─── Listed records
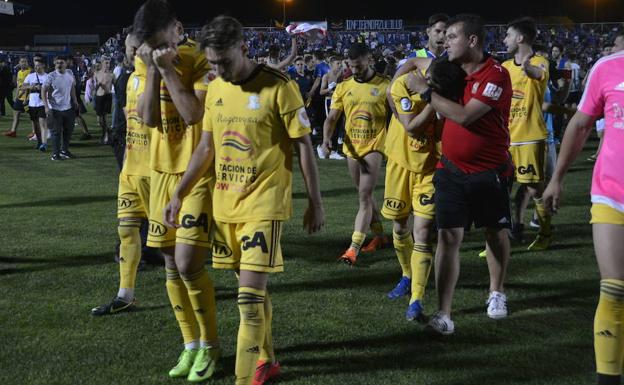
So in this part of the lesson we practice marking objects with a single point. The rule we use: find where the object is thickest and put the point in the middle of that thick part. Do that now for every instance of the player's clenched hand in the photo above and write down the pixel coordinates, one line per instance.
(164, 58)
(551, 196)
(171, 212)
(145, 53)
(313, 218)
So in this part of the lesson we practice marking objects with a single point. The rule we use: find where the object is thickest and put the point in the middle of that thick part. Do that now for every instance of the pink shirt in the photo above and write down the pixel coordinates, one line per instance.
(604, 95)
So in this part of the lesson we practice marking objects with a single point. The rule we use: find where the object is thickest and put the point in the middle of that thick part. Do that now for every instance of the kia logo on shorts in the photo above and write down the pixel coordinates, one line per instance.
(157, 229)
(394, 204)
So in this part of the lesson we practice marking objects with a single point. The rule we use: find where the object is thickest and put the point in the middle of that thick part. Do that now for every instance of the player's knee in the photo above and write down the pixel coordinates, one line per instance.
(129, 232)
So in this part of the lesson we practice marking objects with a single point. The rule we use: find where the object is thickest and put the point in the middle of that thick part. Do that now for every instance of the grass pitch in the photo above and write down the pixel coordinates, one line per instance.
(332, 323)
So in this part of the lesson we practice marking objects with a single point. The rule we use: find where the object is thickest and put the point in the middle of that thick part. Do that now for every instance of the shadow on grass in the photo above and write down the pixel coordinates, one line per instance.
(65, 201)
──────
**Your task**
With the images removed, reproduce all the material above word for word.

**Answer to this exercise**
So in this part of the lesson we practice marking objects with a single point. The rule we use: find where the object is thickest and put the point in the middle of that thick part. Do that now for every instance of the player's clenched hand in the photo above and write down the pixel coordinates, one line per instance.
(164, 58)
(551, 196)
(171, 212)
(145, 53)
(313, 218)
So in this part of the lesson we practice marking objects with a single point. The rule we use: find where the object is thickest and put the point in the middle of that thick part. Do that now for every instance of the pink shirt in the photo above and write down the pixel coordinates, one line per instance.
(604, 95)
So in this part of the lesson we practice marking objects with a single point. The rule we use: find where the object is thickest and put the point in the middle of that thick part. Do that now for every instance of the kia logo on shorts in the photo above and write down the pixel coordinates, one line per instance.
(157, 229)
(394, 204)
So in this part of the lesson we practice marking objects with a single point. The rule we use: find where the object is thickest and put the point in the middle of that thick part. Do that now for every instance of the player's knee in the photo above and write down the pixel coordinates, one line per instance.
(129, 232)
So in this part of the lesson we practice marking objects with a single point. The rule we use: find where the object is thickest and put the point in the middle of that thick part. Do that now for every instance of the grass pitch in the photo above and write down the pixel coordinates, one line per instance.
(332, 323)
So in this part of the lesson we practice marking objects with a single point. The rule we use: find where the object is thickest and put the point in the middle of that thick part. Do that now for every instance of the shadow on grass in the photo above and write down the pixel coordinates, one line per instance.
(65, 201)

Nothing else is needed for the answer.